-------- Okuma Parçası --------

- Bu yazıların amacı şuydu: Ermenilerde oluşan Türk nefretinin Ermeni kimliğinin inşasındaki rolünü anlatmak.
- Hrant Dink, “Türk nefreti”nin Ermeni kimliğinin bir parçası haline gelmemesi gerektiğini, bundan kurtulmak gerektiğini ifade ediyordu. Kurtuluşun yollarını anlatırken şu ifadeyi kullandı: “Türk’ten boşalacak o zehirli kanın yerini dolduracak temiz kan, Ermeni’nin Ermenistan’la kuracağı asil damarında mevcuttur.”
- Esasen Diaspora’ya sesleniyordu: “Türk nefretiyle kanınızı zehirlemeyin” diyordu. Yani “zehirli kan” ile anlatmak istediği “Türk nefretiyle dolu zehirli kan” idi.
- Yazının başına, ortasına, sonuna baktığınızda bundan başka bir anlam çıkmıyordu. Bırakın yazının başını, ortasını, sonunu... Yazının maksadına baktığınızda da meramın bu olduğu gayet netti.
- Fakat böyle anlamadılar. Anlamak istemediler. Sadece o cümleyi cımbızla çekip Hrant hakkında “Türklüğü aşağıladığı” gerekçesiyle dava açtılar.
- Mahkeme, “Burada Türklüğü aşağılama yok” diyen bilirkişi raporuna rağmen bastı cezayı. Üst mahkemeye itiraz edildi. Yine bilirkişi raporuna üst mahkeme de bastı onamayı...

-------- İşlenecek Veriler --------

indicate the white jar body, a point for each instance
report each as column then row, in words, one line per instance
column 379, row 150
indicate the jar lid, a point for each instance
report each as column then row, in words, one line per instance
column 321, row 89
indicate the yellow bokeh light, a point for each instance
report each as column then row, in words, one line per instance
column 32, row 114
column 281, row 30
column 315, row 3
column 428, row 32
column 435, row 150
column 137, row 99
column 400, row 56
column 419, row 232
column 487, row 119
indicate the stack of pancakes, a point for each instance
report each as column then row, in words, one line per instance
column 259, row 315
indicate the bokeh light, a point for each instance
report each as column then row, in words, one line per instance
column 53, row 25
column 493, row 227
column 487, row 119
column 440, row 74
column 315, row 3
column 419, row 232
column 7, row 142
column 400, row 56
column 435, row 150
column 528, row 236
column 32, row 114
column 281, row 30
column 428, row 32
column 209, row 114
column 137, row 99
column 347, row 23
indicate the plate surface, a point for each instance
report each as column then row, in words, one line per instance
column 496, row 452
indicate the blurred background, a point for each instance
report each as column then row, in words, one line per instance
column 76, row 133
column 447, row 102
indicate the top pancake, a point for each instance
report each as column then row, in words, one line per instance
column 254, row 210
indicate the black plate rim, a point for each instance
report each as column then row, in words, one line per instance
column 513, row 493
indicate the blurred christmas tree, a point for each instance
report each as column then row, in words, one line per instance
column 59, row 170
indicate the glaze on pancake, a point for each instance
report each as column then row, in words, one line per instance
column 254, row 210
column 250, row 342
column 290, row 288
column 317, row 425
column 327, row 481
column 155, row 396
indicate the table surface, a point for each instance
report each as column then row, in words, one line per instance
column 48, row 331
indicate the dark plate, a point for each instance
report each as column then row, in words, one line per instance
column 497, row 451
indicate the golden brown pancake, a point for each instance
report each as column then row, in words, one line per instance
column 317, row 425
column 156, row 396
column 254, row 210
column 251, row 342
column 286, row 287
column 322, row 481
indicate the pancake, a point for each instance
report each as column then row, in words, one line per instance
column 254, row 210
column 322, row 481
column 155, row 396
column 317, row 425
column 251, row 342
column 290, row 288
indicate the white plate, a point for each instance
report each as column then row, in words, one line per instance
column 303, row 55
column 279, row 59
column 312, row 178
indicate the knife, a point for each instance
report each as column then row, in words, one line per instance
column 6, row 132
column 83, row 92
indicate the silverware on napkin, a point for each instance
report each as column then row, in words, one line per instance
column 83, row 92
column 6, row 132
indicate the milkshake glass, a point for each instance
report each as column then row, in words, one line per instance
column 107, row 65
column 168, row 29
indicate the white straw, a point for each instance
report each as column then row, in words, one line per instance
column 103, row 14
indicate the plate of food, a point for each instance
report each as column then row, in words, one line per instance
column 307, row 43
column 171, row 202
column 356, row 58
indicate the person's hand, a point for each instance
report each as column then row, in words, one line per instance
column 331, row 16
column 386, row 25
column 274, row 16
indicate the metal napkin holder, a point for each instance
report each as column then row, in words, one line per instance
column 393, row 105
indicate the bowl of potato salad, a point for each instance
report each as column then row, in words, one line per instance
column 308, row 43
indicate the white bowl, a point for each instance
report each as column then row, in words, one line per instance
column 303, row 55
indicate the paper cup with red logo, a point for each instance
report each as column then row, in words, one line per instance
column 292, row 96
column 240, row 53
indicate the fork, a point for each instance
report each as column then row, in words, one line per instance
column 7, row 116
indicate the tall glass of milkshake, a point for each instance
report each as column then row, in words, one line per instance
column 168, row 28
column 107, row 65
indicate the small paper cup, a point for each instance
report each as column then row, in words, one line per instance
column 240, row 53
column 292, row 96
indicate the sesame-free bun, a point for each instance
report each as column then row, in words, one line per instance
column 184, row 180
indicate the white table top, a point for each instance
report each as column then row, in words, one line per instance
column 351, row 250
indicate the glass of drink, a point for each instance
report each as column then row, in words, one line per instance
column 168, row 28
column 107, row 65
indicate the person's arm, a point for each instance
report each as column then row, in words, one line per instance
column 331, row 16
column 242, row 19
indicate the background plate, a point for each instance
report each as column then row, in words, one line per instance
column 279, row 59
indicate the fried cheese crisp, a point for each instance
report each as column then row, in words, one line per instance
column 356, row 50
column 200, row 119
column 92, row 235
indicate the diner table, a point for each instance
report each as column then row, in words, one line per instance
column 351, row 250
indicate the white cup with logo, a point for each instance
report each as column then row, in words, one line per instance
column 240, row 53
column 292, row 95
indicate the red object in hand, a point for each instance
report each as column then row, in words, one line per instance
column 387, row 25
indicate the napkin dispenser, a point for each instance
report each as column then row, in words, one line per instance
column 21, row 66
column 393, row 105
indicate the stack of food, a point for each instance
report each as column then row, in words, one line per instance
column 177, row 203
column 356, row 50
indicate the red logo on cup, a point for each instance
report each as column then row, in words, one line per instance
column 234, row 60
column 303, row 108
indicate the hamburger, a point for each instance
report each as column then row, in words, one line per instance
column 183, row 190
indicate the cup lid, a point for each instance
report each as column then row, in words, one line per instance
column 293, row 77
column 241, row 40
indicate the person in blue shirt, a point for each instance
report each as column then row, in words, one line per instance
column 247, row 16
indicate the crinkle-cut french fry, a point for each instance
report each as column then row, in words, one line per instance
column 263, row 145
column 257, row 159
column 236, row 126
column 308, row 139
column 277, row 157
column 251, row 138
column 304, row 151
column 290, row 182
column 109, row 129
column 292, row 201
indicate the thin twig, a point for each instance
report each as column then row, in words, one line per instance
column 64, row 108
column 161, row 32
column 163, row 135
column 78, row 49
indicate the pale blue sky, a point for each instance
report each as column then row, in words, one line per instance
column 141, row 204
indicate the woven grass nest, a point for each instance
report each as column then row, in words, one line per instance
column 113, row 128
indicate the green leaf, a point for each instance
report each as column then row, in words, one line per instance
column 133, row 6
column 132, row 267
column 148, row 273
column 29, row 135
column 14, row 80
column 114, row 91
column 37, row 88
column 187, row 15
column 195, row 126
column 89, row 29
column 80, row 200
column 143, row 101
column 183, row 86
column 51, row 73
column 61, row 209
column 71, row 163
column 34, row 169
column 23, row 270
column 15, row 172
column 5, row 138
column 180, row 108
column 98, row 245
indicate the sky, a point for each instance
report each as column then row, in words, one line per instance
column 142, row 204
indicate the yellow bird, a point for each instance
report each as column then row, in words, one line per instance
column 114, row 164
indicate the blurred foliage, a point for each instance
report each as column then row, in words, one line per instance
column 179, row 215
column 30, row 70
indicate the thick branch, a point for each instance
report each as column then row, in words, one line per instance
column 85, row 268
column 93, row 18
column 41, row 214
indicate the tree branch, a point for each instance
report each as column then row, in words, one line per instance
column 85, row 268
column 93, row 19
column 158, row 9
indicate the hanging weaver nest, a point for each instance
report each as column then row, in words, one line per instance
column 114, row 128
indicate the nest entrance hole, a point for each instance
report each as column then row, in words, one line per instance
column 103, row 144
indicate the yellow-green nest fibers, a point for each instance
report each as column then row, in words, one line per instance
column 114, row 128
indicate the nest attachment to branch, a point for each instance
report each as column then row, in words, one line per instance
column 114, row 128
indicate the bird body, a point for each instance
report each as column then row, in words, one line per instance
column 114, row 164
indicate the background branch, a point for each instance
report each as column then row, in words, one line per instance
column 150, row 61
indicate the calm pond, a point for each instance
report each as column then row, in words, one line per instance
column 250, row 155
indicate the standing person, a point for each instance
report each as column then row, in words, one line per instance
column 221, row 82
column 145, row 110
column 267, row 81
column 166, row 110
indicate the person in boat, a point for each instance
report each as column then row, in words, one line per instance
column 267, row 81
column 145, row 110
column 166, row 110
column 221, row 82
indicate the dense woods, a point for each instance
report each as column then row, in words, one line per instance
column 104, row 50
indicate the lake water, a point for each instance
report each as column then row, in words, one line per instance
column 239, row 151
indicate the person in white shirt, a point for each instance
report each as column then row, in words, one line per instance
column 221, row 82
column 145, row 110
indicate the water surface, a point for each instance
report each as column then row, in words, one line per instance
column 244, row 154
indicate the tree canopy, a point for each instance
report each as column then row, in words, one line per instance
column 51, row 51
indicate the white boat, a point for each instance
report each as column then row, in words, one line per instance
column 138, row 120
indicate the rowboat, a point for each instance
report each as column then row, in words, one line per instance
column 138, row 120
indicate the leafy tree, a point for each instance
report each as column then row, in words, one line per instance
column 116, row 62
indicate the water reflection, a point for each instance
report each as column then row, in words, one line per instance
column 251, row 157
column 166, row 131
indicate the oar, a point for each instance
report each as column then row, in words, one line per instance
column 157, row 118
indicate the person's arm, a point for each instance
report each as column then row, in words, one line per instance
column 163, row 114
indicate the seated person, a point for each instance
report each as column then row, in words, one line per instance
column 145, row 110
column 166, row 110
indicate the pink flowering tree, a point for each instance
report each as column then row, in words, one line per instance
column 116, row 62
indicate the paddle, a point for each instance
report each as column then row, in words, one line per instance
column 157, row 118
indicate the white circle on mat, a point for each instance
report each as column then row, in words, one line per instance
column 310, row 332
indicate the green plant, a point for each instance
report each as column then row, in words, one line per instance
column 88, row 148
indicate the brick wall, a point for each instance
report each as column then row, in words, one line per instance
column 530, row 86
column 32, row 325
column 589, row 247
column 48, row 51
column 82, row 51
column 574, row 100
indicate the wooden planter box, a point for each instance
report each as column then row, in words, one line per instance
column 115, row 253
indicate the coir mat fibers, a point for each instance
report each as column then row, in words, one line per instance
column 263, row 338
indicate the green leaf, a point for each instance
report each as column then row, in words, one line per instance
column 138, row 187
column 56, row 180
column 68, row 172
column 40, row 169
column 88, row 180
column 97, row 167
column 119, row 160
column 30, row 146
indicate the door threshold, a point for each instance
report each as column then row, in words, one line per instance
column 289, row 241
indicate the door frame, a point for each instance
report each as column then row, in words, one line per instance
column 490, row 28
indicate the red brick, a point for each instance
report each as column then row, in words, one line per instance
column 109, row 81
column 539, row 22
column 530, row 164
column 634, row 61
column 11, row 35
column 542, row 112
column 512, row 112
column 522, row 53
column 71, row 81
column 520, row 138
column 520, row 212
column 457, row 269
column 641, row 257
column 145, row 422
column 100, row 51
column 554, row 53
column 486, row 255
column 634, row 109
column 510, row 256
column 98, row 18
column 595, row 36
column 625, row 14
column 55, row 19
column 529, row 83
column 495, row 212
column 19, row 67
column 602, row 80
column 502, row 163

--------

Çalışma Talimatları:
- A) Okuma parçasına göre aşağıdaki soruları yanıtlayın:
(i) Yazıların amacı neydi?
(ii) Hrant Dink esasen kime sesleniyordu?
(iii) Hrant hakkında dava hangi gerekçeyle açıldı?
- B) Listede "indicate the red object" ifadesini içeren satırdan başlayıp "column 113, row 128" ifadesini içeren satırda biten kısmı, iki uç satır da dahil olmak üzere, her satır için bir dize içeren bir JSON listesi olarak verin. Boş satırları almayın.
Okuma parçası ile liste arasında hiçbir bağlantı yoktur.

Beklenen Sonuçlar:
- A)
(i) Ermenilerde oluşan Türk nefretinin Ermeni kimliğinin inşasındaki rolünü anlatmak.
(ii) Diaspora'ya.
(iii) "Türklüğü aşağıladığı" gerekçesiyle.

- B)
[
  "indicate the red object in hand, a point for each instance",
  "report each as column then row, in words, one line per instance",
  "column 387, row 25",
  "indicate the napkin dispenser, a point for each instance",
  "report each as column then row, in words, one line per instance",
  "column 21, row 66",
  "column 393, row 105",
  "indicate the stack of food, a point for each instance",
  "report each as column then row, in words, one line per instance",
  "column 177, row 203",
  "column 356, row 50",
  "indicate the red logo on cup, a point for each instance",
  "report each as column then row, in words, one line per instance",
  "column 234, row 60",
  "column 303, row 108",
  "indicate the hamburger, a point for each instance",
  "report each as column then row, in words, one line per instance",
  "column 183, row 190",
  "indicate the cup lid, a point for each instance",
  "report each as column then row, in words, one line per instance",
  "column 293, row 77",
  "column 241, row 40",
  "indicate the person in blue shirt, a point for each instance",
  "report each as column then row, in words, one line per instance",
  "column 247, row 16",
  "indicate the crinkle-cut french fry, a point for each instance",
  "report each as column then row, in words, one line per instance",
  "column 263, row 145",
  "column 257, row 159",
  "column 236, row 126",
  "column 308, row 139",
  "column 277, row 157",
  "column 251, row 138",
  "column 304, row 151",
  "column 290, row 182",
  "column 109, row 129",
  "column 292, row 201",
  "indicate the thin twig, a point for each instance",
  "report each as column then row, in words, one line per instance",
  "column 64, row 108",
  "column 161, row 32",
  "column 163, row 135",
  "column 78, row 49",
  "indicate the pale blue sky, a point for each instance",
  "report each as column then row, in words, one line per instance",
  "column 141, row 204",
  "indicate the woven grass nest, a point for each instance",
  "report each as column then row, in words, one line per instance",
  "column 113, row 128"
]